Pas de cinéma, cette semaine, les sorties étant décourageantes. Très marquées "ciné-réalité". La Nième adaptation française d'un fait divers, à la platitude "minimum syndical" avec Cluzet (Sy Sy !), un docu sur la maison de la radio (à voir si, comme c'était notre rythme il y a quelques mois, vous voyez quatre à cinq films par semaine), le Free Angela, assez tentant, Jaurès de Vincent Dieutre (non, ce n'est pas un biopic sur le fondateur de L'Humanité !), plutôt tentant et d'autres. Mais, c'est un aveu, c'est entre nous, ne le répétez pas, le ciné-réalité, ça m'emmerde. Pas toujours, mais souvent.
Dans les sorties commerciales, reste un film que je veux absolument voir, mais pour une seule raison : Quartet. Pourquoi ? L'acteur principal n'est rien moins que Tom Courtenay. LE Tom Courtenay redécouvert en salle il y a quelques mois, avec E., dans l'épatant Billy Liar de John Schlesinger, revu depuis en DVD dans La solitude du coureur de fond. Tom Courtenay, le Jean-Pierre Léaud anglais, qui semblait avoir délaissé définitivement le cinéma pour le théâtre et qui revient à fond avec deux autres films prévus cette année. Et dans Quartet, Tom Courtenay semble le faire-valoir de Maggie Smith, la garce aristo de Downton, ce qui n'est pas mal. Et puis, souvenirs, souvenirs, nostalgie sans fond, c'est sur les murs du métro londonien que nous avions découvert l'affiche du film, apprenant ainsi du même coup que Dustin Hoffman, qui fut le François Cluzet américain, le talent en plus, devenait réalisateur (Tom Courtenay, à deux âges différents, illustre la partie Ciné, pas de cinéma, de ce billet).
J'ai dit pas de cinéma, mais quand même, quand on voit le programme de La Filmothèque (où l'on peut rencontrer des acteurs aussi passionnés, courtois et soucieux des autres que Gilles Cohen -- ça c'est un message personnel, désolé), avec la reprise de plusieurs Fellini dont La dolce vita et Huit 1/2 en version restaurée (SOS : qui veut m'accompagner vendredi à 19h00 pour Huit 1/2 et sa musique de cirque ?), des envies de cinéma me reprennent là, là et là.

++++++++++

- [CONSIGNES]
1. Relevez tous les titres de films mentionnés dans le billet sur le cinéma.
2. Poursuivez le billet sur le cinéma à partir de sa dernière phrase.

++++++++++

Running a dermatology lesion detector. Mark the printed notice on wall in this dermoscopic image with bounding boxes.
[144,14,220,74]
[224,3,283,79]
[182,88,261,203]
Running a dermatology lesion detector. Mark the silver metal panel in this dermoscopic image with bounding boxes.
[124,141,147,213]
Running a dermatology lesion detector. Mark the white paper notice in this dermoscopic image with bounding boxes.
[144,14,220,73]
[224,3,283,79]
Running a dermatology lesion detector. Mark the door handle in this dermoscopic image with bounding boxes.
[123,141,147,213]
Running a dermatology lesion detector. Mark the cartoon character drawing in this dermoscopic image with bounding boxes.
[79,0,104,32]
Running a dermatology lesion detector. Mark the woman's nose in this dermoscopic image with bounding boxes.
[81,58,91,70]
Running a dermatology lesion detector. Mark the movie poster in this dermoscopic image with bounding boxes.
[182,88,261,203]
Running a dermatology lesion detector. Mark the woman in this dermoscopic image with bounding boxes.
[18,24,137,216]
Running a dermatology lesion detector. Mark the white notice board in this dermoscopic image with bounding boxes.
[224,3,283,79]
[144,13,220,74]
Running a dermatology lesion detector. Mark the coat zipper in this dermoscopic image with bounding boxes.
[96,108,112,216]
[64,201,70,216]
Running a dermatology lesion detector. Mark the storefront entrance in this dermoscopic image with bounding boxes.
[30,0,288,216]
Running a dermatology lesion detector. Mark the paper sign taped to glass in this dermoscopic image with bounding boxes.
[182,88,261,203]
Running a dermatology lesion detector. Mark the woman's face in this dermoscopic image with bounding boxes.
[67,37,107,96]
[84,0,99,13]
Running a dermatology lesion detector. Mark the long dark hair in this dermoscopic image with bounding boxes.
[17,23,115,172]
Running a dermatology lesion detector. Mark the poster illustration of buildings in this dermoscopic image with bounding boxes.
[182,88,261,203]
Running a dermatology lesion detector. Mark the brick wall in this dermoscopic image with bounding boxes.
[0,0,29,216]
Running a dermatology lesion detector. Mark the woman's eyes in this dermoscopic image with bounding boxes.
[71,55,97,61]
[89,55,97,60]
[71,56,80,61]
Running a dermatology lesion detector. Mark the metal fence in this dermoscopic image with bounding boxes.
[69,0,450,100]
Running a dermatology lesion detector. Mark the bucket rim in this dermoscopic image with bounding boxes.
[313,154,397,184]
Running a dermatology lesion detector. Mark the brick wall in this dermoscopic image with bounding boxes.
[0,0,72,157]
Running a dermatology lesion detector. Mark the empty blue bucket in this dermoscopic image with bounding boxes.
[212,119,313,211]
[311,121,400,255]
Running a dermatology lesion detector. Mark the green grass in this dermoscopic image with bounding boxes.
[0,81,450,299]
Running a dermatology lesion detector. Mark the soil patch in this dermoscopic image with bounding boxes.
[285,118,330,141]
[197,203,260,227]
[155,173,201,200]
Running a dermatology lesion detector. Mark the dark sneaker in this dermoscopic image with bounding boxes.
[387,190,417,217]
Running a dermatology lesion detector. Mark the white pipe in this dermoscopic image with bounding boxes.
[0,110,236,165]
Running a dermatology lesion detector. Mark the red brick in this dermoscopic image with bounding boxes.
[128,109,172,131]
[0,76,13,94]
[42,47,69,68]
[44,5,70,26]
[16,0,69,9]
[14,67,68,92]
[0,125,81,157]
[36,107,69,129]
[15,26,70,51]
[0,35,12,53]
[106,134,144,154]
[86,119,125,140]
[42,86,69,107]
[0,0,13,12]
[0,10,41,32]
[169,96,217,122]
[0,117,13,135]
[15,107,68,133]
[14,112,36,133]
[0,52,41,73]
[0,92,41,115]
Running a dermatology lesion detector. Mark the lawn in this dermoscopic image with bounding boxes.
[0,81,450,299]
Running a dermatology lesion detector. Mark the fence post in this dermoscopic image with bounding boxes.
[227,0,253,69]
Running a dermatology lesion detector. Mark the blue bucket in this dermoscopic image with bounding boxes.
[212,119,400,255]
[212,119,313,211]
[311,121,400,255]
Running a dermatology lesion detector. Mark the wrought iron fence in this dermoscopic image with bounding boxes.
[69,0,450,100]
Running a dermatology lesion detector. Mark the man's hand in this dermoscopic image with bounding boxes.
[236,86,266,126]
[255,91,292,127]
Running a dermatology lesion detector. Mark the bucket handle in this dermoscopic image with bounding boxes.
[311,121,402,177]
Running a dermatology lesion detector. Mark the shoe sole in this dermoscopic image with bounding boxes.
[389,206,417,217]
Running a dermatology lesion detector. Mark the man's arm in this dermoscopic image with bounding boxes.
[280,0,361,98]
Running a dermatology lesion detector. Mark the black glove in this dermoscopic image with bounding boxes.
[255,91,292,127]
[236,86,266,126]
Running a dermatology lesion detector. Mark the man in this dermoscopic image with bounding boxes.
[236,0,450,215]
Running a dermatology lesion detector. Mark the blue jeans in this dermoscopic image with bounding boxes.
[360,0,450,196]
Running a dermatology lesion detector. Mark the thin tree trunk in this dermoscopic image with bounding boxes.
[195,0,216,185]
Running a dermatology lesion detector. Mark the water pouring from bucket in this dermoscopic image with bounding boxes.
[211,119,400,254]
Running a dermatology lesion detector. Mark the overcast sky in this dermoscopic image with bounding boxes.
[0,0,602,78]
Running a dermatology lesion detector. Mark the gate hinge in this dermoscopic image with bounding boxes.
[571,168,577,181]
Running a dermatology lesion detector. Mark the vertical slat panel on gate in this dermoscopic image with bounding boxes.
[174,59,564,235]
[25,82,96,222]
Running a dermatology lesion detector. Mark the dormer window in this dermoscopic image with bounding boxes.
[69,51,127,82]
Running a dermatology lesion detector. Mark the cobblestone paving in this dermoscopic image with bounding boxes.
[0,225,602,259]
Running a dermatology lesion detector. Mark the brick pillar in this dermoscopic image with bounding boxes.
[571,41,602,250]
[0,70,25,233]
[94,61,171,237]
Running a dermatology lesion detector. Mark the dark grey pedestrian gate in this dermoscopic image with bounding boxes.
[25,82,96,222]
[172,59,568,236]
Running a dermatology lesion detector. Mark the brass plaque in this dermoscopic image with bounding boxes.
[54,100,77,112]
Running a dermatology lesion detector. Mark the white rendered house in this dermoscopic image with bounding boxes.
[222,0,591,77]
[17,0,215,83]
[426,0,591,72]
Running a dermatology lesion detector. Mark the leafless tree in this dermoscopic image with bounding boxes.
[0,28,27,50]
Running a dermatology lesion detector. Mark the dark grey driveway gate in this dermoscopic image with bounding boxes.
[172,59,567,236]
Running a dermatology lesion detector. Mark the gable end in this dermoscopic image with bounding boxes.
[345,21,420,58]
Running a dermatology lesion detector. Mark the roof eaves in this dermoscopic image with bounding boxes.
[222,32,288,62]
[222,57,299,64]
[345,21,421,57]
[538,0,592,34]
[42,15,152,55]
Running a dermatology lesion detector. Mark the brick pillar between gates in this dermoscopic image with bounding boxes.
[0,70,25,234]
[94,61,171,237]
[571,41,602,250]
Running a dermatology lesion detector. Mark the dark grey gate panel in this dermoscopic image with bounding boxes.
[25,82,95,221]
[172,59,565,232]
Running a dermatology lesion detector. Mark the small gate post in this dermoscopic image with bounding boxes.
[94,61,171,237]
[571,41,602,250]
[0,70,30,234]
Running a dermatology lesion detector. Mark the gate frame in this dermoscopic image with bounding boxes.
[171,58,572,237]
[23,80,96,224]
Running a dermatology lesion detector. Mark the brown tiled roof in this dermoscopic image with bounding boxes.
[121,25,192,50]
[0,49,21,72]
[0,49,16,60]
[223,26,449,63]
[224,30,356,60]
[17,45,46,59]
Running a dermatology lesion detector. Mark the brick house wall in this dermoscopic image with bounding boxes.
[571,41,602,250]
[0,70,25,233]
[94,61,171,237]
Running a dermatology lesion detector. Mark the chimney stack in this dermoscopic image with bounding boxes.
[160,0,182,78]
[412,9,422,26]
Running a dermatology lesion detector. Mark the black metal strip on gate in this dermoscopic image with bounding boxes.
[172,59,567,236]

++++++++++

- [RÉPONSES DANS L'ORDRE]
1. Free Angela, Jaurès, Quartet, Billy Liar, La solitude du coureur de fond, La dolce vita, Huit 1/2

2.
Mais fatigue, excellent week-end en famille, avec chasse aux oeufs (merci à tous), d'autres choses prévues, j'ai vu peu de films.
J'y reviens la semaine prochaine et me consacre cette fois à deux belles personnes qui ont permis à mes journées et mes soirées récentes de prendre enfin les couleurs du printemps.
An Pierlé, une belle personne qui chante.
Ce serait
Enfant adultérin de William Blake et Emily Brontë, An Pierlé est venue poser ses perles rares sur la scène du Café de la Danse, mardi soir, le Mardi de Pâques. Elle est venue seule, dix doigts, une voix, un piano, mais habitée par toutes sortes d'étranges créatures hébergées par ses chansons. An Pierlé est une jeune femme venue du pays belge, du plat pays, la tête encombrée, semble-t-il, de légendes nordiques, d'apparitions, de fantômes, de tout un peuple de la nuit, ces créatures n'excluant pas, car elles sont aimables, une vraie fantaisie.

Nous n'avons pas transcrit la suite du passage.